===== Text
# OK to feed cooked chicken bones to hogs?



## ONG2 (Sep 22, 2010)

My wife whipped up a big batch of chicken soup for a sick SIL. She asked me if it was OK to feed the bones to our AGH's. The bones come from our range chickens so they are not the soft bones found in the grocery store chickens.

I didn't know the answer but I told her I knew where to get that answer, so folks what say you?


----------



## Astrid (Nov 13, 2010)

I would say no because cooked chicken bones splinter when they are chewed and can get caught in the throat. I've never fed them to any animal because of this.


----------



## MrHank (Sep 12, 2007)

We feed them to ours. Maybe not a great idea as I would not feed them to my dogs, but I think the pigs tend to chew and crush them before inhaling as a dog would do. We usually just give them the wwhole carcess and they wear it out. I am sure that you will get alot of different answers on here, but none of them will be wrong as everyone has had different experiances with this.


----------



## bruceki (Nov 16, 2009)

I have free-range chickens, and every now and then a hog figures out they're pretty tasty and eats a few. No ill effects.


----------



## FrankRichards (Dec 9, 2004)
==========
### Requests
(A) List every username that appears in a post header in the thread about feeding cooked chicken bones to hogs.
(B) Write the next part of the thread about feeding cooked chicken bones to hogs, starting after the last line shown.
The material that comes next isn't needed for anything here.
===== Entries provided
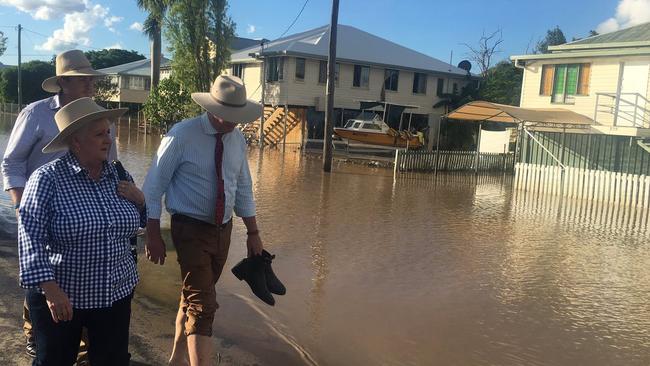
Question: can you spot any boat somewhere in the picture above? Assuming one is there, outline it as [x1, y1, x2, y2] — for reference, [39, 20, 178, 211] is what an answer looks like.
[334, 115, 423, 149]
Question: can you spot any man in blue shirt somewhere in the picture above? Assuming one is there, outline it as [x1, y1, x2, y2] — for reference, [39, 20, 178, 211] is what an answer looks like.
[142, 76, 263, 366]
[0, 50, 110, 357]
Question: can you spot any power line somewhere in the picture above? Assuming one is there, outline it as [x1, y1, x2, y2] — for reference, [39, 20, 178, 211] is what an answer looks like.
[278, 0, 309, 38]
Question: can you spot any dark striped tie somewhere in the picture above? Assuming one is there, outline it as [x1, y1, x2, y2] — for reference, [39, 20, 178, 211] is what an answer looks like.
[214, 132, 226, 225]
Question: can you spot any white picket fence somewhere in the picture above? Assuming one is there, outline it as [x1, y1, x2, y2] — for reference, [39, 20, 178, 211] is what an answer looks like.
[514, 163, 650, 207]
[394, 149, 514, 172]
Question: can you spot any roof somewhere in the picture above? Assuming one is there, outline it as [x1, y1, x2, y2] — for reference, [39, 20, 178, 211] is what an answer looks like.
[231, 24, 467, 76]
[510, 23, 650, 60]
[446, 101, 594, 127]
[97, 57, 171, 76]
[549, 22, 650, 50]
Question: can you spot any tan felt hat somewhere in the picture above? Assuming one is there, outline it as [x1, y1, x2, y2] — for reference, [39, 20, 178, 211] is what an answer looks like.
[42, 50, 106, 93]
[43, 97, 129, 154]
[192, 75, 262, 123]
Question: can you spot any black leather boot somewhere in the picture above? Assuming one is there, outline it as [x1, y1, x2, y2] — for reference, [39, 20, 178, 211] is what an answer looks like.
[232, 255, 275, 306]
[262, 250, 287, 295]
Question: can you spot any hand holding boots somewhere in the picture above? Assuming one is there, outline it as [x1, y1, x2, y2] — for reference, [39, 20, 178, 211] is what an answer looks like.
[232, 250, 287, 306]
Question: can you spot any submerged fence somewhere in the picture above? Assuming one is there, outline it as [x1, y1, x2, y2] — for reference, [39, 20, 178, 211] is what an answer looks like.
[515, 163, 650, 207]
[395, 150, 515, 172]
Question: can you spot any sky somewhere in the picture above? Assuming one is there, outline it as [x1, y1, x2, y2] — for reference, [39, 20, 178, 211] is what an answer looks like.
[0, 0, 650, 65]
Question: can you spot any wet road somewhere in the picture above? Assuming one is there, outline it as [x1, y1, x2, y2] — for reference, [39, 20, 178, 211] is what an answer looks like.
[0, 116, 650, 365]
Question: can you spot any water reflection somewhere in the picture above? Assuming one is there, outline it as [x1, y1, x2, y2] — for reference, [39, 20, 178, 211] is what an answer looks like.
[0, 118, 650, 365]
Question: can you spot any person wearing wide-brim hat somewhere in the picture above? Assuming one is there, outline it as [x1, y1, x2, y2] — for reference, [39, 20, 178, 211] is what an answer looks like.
[18, 98, 146, 366]
[1, 50, 112, 357]
[143, 75, 272, 366]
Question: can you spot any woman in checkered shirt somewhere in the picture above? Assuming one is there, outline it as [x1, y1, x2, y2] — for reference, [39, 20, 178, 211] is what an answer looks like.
[18, 98, 146, 366]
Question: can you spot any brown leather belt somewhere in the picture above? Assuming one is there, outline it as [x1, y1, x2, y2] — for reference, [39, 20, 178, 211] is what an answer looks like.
[172, 214, 232, 229]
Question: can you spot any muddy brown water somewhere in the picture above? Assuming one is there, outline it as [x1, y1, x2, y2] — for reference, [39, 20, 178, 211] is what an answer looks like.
[0, 118, 650, 365]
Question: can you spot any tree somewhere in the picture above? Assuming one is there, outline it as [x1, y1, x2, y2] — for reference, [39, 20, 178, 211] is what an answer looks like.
[0, 31, 7, 56]
[166, 0, 235, 92]
[0, 61, 55, 104]
[478, 60, 524, 106]
[463, 29, 503, 77]
[138, 0, 169, 88]
[142, 77, 193, 130]
[84, 49, 145, 70]
[533, 26, 566, 53]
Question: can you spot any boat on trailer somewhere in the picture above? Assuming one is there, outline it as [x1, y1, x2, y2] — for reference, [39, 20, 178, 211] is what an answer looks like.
[334, 115, 423, 149]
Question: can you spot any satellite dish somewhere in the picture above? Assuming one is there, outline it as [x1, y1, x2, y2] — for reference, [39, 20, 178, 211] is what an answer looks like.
[458, 60, 472, 74]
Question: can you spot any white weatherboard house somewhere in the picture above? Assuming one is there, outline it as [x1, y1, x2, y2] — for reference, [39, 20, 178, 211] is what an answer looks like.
[227, 25, 472, 144]
[511, 23, 650, 206]
[98, 57, 170, 105]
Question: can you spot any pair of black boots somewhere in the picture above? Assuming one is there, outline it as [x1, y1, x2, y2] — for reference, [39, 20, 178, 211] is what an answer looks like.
[232, 250, 287, 306]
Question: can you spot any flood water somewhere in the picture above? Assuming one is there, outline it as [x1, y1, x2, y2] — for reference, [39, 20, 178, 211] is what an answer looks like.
[0, 118, 650, 365]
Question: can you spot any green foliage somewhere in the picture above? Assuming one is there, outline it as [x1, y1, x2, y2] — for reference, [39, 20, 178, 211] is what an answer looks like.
[142, 78, 194, 130]
[0, 61, 55, 104]
[84, 49, 145, 70]
[0, 31, 7, 56]
[533, 26, 566, 53]
[166, 0, 235, 92]
[478, 61, 523, 106]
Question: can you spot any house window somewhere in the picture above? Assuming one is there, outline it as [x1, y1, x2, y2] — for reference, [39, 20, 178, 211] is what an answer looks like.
[413, 72, 427, 94]
[436, 78, 445, 97]
[384, 69, 399, 91]
[266, 57, 284, 81]
[539, 64, 591, 104]
[318, 61, 341, 85]
[296, 57, 305, 80]
[352, 65, 370, 88]
[232, 64, 245, 79]
[127, 76, 147, 90]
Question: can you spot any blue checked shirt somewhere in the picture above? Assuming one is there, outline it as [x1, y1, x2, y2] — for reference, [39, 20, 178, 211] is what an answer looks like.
[142, 113, 255, 223]
[18, 153, 146, 309]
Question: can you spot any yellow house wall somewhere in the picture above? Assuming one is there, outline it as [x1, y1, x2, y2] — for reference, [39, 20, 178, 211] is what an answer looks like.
[521, 57, 650, 125]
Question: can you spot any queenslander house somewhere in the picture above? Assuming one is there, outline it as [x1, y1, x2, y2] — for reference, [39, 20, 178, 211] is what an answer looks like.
[226, 25, 476, 145]
[511, 23, 650, 176]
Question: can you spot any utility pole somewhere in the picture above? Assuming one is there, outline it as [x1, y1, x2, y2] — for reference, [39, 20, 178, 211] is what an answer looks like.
[323, 0, 339, 172]
[18, 24, 23, 111]
[259, 40, 266, 149]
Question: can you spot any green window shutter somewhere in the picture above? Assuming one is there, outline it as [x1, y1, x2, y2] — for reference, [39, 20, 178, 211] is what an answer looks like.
[552, 65, 566, 103]
[566, 64, 580, 95]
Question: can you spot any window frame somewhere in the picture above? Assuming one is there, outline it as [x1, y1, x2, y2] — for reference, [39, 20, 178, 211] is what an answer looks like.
[412, 72, 429, 95]
[384, 69, 399, 92]
[293, 57, 307, 81]
[352, 65, 370, 89]
[266, 56, 284, 83]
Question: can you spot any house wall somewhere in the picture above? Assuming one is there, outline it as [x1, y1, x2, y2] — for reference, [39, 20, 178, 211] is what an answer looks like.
[224, 57, 467, 115]
[521, 57, 650, 126]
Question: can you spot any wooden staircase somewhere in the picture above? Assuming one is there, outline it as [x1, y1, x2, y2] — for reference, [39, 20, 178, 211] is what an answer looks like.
[239, 107, 301, 146]
[237, 107, 275, 144]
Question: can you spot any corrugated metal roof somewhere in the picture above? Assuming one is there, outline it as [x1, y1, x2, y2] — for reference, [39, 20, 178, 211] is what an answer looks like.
[557, 22, 650, 49]
[97, 57, 171, 76]
[231, 24, 467, 76]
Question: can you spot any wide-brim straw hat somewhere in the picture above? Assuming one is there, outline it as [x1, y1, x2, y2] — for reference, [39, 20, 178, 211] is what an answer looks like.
[192, 75, 262, 123]
[43, 97, 129, 154]
[42, 50, 106, 93]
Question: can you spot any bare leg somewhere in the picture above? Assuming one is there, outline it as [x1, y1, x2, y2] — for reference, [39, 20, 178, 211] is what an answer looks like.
[169, 306, 190, 366]
[187, 334, 214, 366]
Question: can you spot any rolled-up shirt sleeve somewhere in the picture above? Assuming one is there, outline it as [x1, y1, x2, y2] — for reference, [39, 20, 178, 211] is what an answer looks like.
[234, 151, 256, 217]
[18, 170, 56, 288]
[142, 131, 182, 219]
[1, 109, 38, 191]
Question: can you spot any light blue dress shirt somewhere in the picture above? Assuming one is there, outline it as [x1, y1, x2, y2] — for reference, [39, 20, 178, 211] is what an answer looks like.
[142, 113, 255, 223]
[0, 95, 117, 190]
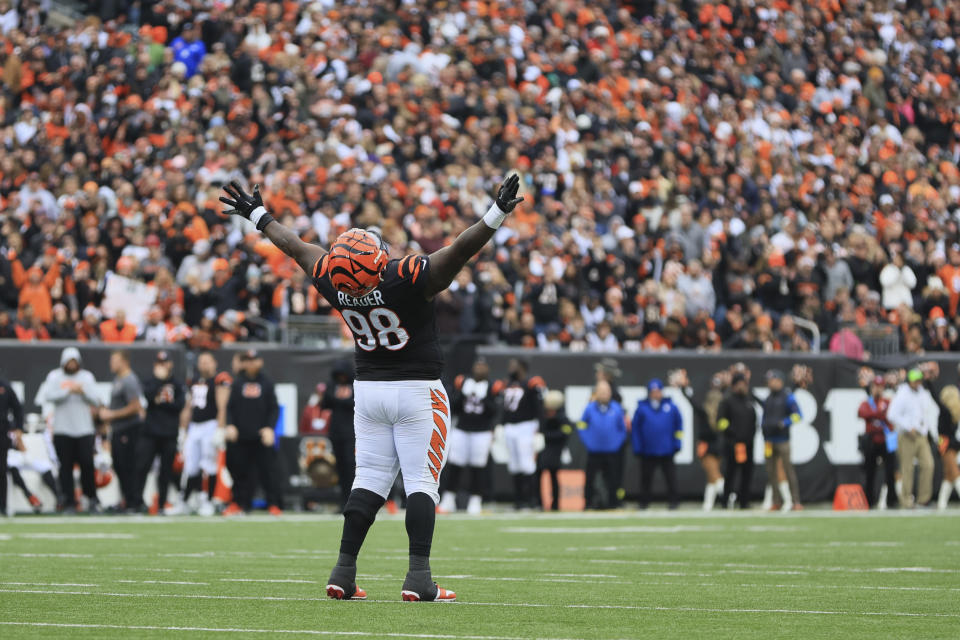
==========
### Results
(A) ONG2, Astrid, MrHank, bruceki, FrankRichards

(B)
About half my pigs diet is surplus human food. This frequently includes chicken, both cooked and raw. I've never had a problem.


----------



## tyusclan (Jan 1, 2005)

Feed them to the hogs. Won't hurt a thing.


----------



## ONG2 (Sep 22, 2010)

Thanks folks I'll pass this on to the wife, as an FYI we used to have a vet in town, who would take home cooked chicken bones from the restaurant to feed to his dogs. Do you suppose that the splintering bones is an old wives tale?


----------



## bruceki (Nov 16, 2009)

i've had chicken bones get stuck in a dogs mouth -- across the roof between the teeth on either side. but no problems inside the dog, ever. 

Maybe it's like lightning strikes -- it happens to folks, but not often enough to warrant the worrying about it.


----------



## Astrid (Nov 13, 2010)

ONG2 said:


> Thanks folks I'll pass this on to the wife, as an FYI we used to have a vet in town, who would take home cooked chicken bones from the restaurant to feed to his dogs. Do you suppose that the splintering bones is an old wives tale?



No. I used to feed them to our dogs until I HAD to get one to the vet and get the bone extracted from his soft palate.


----------



## highlands (Jul 18, 2004)

We feed them to our dogs, cooked, uncooked, boiled, baked, raw, what ever. Never a problem in decades with many dogs - we have about a dozen. I would expect similar results from hogs. Bird bones are food.

Cheers

-Walter
Sugar Mountain Farm
Pastured Pigs, Sheep & Kids
in the mountains of Vermont
Read about our on-farm butcher shop project:
http://SugarMtnFarm.com/butchershop
http://SugarMtnFarm.com/csa


----------



## FTG-05 (Mar 10, 2010)

We feed chicken (and pork, beef and turkey) bones to our dog all the time. No big deal here. My wife recalls that her dairy farm dogs got all the leftover food, including all bones, never a problem.

FWIW.


----------



## springvalley (Jun 23, 2009)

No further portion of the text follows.